▶ _Region pointing data_:
◆ ◆ ◆

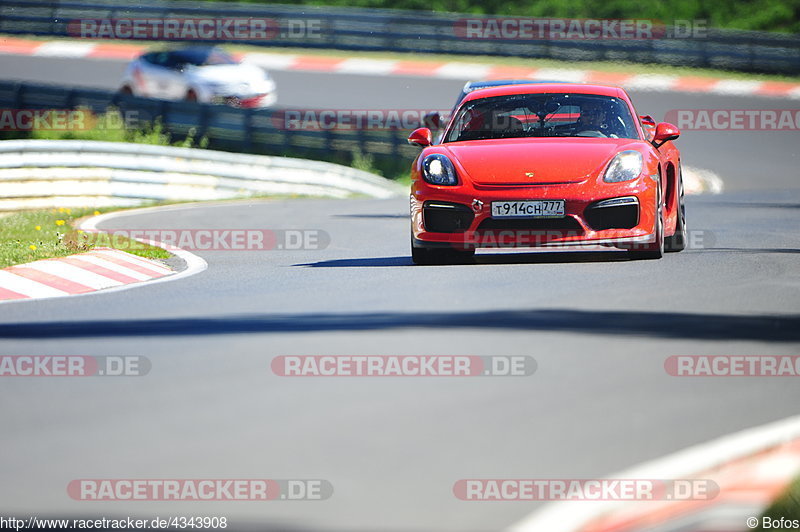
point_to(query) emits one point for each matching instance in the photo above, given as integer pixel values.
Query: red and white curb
(77, 274)
(443, 70)
(103, 269)
(751, 467)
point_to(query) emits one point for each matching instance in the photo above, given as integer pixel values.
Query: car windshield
(203, 57)
(542, 115)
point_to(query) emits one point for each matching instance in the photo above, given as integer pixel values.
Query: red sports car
(546, 165)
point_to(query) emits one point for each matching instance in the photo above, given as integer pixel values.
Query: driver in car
(596, 117)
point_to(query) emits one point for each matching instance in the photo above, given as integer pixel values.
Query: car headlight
(625, 166)
(439, 170)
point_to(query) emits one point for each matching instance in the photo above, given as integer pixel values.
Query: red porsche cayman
(546, 165)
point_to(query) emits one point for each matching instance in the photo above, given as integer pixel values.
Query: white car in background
(208, 75)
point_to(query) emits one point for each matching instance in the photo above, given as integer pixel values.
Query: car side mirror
(648, 125)
(421, 137)
(664, 133)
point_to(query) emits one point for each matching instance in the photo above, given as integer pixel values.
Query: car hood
(535, 160)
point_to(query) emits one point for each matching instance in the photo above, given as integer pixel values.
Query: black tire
(654, 250)
(677, 242)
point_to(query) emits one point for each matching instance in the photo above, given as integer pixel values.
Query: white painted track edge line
(569, 516)
(194, 263)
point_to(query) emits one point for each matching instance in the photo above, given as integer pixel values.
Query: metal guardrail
(257, 131)
(410, 31)
(52, 173)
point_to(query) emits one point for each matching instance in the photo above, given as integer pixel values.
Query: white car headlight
(625, 166)
(439, 170)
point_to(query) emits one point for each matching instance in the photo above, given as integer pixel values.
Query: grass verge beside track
(44, 234)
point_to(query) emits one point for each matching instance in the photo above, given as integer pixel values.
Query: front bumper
(596, 213)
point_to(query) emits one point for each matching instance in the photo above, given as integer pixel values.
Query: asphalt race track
(599, 327)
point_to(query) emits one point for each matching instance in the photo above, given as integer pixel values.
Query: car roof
(543, 88)
(475, 85)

◆ ◆ ◆

▶ _What the task asks_: Set down the records exactly, without the pictures.

▶ _Solution to this exercise_:
point_to(query) emits one point for each matching instance in the photo above, given as integer pixel values.
Query: red and white curb
(77, 274)
(443, 70)
(103, 269)
(751, 467)
point_to(query) emits one point for each matching instance in the photo above, given as integer pixel values.
Query: car windshield
(203, 57)
(542, 115)
point_to(query) emits one point for each matching instance in the photo above, given as integer pixel values.
Query: red sports car
(546, 165)
point_to(query) emits one point for each matching instance in the photo above, given as integer pixel values.
Query: driver in car
(596, 117)
point_to(query) emits one point for each matching instance in the photo above, given as integer pixel values.
Query: car headlight
(625, 166)
(439, 170)
point_to(query) emits one point for each matching instance in the photo above, given as integer pixel values.
Query: red porsche cayman
(546, 165)
point_to(query) emits one point for each matching instance in the photo above, given as integer pixel values.
Query: white car in background
(208, 75)
point_to(query) emits one point for each matching instance in the photo above, given as integer pixel values.
Query: car side mirror
(648, 125)
(421, 137)
(664, 133)
point_to(query) emits one point for each matching instance in the photo above, given as integer pixel values.
Query: car hood
(535, 160)
point_to(query) emits one point for each matching instance in the photo above, given as integer pixel values.
Query: black tire
(654, 250)
(677, 242)
point_to(query) emits one point for each matching instance in the photo above, given as integer pixel values.
Query: white painted track edge line
(569, 516)
(194, 263)
point_to(query) emits one point for each matching instance in the photo above, given as integer pixel values.
Query: metal guardrail
(257, 131)
(410, 31)
(52, 173)
point_to(query) emits one point for each matching instance in the photo above, given as integer pixel values.
Query: white car headlight
(625, 166)
(439, 170)
point_to(query) emits one point for each matching instance in the photo above, given as integer pixel values.
Query: grass verge beside track
(44, 234)
point_to(query) emits one point for each matching instance in the photo above, given as integer pixel values.
Query: front bumper
(596, 213)
point_to(query) emits one point for each matching instance in the photo above, given as integer pixel values.
Query: asphalt race track
(599, 327)
point_to(query) emits one point for each matching instance in the photo above, given as integer pixel values.
Query: car roof
(543, 88)
(475, 85)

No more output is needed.